Work instructions: Reproduce verbatim the data below, from the line containing "of the moss" through the line containing "<point>140,133</point>", with both of those lines included.

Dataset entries

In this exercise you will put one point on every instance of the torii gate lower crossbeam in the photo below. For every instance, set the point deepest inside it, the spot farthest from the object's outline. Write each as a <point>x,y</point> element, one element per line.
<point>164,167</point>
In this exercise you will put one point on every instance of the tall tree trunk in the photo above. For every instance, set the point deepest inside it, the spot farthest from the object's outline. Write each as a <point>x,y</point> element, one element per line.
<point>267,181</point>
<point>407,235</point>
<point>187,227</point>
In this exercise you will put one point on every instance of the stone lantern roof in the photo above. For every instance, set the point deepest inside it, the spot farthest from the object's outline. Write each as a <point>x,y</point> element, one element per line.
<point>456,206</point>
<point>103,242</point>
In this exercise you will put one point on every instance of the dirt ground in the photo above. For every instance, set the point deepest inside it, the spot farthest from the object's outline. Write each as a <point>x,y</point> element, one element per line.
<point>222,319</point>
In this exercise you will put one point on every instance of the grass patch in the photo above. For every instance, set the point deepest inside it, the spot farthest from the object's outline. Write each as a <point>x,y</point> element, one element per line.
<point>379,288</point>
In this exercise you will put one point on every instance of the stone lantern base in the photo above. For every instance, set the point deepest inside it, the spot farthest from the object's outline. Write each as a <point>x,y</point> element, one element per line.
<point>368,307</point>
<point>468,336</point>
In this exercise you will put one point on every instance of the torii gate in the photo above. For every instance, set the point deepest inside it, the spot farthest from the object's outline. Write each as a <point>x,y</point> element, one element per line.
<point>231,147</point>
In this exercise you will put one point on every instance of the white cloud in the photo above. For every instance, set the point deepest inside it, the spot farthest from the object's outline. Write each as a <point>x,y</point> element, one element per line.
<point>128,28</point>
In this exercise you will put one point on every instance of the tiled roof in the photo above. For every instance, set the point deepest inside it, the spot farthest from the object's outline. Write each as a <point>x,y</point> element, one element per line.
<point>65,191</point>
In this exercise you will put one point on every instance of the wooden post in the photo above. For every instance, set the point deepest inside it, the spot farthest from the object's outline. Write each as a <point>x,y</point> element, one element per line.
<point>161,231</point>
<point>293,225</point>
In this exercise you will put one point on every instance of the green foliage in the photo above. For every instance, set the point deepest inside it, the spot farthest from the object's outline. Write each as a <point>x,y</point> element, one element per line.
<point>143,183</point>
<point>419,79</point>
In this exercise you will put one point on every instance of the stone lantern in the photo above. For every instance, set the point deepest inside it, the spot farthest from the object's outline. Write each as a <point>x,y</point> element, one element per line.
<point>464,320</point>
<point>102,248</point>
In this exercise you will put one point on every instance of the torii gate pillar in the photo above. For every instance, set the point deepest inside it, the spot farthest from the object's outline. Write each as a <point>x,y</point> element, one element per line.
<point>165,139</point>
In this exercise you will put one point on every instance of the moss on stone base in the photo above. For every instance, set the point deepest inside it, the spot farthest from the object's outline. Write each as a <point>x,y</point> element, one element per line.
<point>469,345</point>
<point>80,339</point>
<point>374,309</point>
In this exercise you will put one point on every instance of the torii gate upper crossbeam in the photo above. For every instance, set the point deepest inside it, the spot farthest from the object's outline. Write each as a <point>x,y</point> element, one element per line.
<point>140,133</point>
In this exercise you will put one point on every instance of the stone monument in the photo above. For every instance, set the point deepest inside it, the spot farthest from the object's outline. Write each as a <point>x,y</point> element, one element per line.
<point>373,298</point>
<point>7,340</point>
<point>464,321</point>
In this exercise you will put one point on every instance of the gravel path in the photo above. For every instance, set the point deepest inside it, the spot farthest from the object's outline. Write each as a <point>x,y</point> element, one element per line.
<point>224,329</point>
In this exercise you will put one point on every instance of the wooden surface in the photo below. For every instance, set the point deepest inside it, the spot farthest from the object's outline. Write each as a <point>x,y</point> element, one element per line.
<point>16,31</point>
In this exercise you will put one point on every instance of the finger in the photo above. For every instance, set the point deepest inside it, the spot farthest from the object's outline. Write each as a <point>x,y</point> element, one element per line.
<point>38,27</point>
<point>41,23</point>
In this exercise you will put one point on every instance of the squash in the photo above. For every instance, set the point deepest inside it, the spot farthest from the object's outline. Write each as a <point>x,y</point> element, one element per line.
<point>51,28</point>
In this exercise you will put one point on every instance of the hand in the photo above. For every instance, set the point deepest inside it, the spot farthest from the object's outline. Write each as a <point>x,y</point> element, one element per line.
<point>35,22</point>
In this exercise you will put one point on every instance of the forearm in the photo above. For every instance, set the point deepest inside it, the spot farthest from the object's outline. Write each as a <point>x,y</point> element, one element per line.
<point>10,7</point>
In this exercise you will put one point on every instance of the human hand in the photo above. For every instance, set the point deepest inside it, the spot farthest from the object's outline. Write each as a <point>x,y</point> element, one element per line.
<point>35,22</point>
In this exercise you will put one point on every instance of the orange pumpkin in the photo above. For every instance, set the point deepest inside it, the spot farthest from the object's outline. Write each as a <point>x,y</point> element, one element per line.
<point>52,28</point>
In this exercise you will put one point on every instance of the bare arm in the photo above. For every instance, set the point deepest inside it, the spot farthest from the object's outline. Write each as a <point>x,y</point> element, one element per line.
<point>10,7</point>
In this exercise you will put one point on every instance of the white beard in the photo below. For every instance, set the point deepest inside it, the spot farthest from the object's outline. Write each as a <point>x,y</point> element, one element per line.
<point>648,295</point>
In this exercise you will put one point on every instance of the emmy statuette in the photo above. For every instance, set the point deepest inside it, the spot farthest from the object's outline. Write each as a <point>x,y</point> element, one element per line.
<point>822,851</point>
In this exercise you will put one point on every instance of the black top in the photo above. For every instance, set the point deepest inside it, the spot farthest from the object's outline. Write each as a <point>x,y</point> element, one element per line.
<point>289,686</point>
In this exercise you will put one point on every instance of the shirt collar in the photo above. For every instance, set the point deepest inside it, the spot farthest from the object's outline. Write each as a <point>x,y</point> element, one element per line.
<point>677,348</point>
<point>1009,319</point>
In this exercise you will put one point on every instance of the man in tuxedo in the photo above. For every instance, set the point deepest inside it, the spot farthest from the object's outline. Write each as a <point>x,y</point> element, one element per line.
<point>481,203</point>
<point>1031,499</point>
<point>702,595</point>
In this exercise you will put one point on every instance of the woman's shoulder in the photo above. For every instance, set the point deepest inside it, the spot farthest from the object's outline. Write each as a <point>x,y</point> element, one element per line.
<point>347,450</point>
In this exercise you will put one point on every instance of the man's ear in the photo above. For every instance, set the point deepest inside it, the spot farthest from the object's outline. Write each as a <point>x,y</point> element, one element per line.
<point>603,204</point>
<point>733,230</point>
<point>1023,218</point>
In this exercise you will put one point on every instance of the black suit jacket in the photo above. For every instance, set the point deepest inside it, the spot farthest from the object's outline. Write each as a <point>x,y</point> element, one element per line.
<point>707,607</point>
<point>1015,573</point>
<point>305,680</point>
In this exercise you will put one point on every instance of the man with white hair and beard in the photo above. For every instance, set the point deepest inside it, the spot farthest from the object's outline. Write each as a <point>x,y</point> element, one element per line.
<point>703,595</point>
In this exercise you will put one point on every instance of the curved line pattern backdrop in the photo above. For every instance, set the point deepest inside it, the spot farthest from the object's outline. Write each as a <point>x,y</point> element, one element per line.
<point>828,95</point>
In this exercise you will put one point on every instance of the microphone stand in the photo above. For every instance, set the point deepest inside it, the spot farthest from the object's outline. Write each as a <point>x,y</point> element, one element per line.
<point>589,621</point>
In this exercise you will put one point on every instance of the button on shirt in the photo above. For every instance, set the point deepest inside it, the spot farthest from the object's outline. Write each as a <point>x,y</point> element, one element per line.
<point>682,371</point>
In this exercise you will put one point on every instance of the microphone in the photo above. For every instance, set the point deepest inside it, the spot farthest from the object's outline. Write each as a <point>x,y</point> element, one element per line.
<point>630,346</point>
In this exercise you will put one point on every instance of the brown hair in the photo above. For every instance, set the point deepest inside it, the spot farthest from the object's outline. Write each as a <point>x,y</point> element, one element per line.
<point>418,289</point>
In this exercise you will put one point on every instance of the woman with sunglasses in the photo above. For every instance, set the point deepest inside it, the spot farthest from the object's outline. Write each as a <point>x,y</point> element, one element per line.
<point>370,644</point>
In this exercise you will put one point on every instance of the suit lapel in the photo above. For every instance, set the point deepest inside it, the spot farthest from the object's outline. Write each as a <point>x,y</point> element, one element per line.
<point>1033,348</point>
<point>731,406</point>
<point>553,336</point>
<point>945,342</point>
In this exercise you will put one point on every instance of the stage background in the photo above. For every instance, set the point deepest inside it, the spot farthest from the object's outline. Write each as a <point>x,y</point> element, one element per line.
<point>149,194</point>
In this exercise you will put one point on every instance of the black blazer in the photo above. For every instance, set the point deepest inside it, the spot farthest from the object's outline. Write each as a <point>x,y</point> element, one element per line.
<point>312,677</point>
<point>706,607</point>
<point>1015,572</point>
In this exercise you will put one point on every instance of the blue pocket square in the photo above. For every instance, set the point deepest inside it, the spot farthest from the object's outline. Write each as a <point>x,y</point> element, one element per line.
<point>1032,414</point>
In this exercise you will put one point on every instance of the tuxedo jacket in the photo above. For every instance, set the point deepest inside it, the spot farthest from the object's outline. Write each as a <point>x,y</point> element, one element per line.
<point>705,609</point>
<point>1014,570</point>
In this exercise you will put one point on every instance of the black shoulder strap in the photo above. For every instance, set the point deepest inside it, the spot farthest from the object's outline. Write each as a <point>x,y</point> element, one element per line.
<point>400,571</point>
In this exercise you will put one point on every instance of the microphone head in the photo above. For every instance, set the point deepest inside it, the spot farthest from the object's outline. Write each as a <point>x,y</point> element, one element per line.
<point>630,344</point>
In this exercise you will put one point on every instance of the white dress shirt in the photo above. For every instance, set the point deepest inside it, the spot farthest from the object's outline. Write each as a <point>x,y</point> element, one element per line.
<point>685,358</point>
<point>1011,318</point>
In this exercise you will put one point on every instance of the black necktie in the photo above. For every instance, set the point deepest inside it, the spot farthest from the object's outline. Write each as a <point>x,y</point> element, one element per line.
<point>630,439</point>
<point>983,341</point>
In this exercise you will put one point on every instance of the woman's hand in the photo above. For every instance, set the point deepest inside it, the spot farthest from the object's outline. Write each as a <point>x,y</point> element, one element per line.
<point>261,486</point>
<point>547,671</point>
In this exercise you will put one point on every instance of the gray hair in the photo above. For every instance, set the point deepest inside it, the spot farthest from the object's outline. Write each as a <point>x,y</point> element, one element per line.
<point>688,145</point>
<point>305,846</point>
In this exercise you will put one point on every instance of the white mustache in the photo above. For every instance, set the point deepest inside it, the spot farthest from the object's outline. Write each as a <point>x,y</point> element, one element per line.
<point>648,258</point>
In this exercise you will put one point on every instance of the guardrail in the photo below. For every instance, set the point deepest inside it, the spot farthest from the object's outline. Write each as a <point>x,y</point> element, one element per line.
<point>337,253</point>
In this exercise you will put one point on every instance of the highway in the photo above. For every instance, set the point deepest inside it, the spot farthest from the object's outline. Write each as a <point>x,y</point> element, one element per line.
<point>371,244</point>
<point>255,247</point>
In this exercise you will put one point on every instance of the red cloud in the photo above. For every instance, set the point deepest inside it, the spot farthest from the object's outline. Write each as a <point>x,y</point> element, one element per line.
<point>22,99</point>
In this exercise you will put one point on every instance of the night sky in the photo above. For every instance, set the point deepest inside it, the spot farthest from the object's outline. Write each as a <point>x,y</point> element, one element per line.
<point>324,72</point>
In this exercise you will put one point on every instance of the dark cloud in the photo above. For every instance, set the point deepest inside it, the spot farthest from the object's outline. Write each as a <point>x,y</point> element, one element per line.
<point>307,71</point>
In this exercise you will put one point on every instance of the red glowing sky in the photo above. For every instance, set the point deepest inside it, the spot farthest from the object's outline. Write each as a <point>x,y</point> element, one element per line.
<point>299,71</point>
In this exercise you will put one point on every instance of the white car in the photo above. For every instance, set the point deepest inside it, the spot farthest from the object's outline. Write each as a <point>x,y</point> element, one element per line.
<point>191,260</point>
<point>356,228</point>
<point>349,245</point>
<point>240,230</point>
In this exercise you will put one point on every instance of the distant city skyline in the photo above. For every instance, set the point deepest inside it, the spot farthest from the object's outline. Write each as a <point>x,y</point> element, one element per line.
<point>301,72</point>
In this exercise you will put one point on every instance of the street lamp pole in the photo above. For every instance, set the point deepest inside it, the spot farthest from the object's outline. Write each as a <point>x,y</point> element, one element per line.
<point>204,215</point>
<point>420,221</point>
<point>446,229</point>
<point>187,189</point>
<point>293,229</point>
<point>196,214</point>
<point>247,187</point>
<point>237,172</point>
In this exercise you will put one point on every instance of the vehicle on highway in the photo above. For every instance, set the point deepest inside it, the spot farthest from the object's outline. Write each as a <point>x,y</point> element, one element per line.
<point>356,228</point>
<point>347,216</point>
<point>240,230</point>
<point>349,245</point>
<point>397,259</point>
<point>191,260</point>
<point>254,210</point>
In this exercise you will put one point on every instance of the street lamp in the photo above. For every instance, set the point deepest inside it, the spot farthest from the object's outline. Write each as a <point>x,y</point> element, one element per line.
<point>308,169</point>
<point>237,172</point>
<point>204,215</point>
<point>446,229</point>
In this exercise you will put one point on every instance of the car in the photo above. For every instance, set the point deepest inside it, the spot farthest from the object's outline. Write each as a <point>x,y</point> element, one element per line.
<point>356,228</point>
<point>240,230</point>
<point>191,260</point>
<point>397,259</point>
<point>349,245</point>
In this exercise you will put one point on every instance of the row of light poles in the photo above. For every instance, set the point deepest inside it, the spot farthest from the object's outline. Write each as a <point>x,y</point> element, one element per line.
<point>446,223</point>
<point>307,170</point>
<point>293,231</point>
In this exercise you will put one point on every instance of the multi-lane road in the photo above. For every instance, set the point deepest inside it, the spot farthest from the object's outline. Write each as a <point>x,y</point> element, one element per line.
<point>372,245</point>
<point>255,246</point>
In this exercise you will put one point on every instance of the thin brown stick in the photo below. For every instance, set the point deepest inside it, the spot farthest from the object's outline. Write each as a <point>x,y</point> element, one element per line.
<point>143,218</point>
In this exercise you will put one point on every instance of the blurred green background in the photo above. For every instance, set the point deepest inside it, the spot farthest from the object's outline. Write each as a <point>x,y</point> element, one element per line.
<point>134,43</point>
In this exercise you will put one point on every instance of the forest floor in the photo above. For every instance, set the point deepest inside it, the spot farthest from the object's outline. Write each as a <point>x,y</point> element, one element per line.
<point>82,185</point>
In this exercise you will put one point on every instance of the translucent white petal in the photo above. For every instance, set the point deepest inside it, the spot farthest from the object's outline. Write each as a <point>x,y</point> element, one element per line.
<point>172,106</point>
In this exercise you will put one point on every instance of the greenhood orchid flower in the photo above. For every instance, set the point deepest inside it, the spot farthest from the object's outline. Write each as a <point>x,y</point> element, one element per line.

Reply:
In this exercise you will put one point on every instance of the moss on stone base in the photo above. For every instance, set the point deepest inside it, the spot farthest from the object's outline. Write each as a <point>x,y</point> element, one element per line.
<point>469,345</point>
<point>80,339</point>
<point>374,309</point>
In this exercise you will put one point on every instance of the torii gate upper crossbeam in the photo above. For every instance, set the point deepest inside it, the spot farthest from the object's outline. Write each as a <point>x,y</point> element, one element per line.
<point>140,133</point>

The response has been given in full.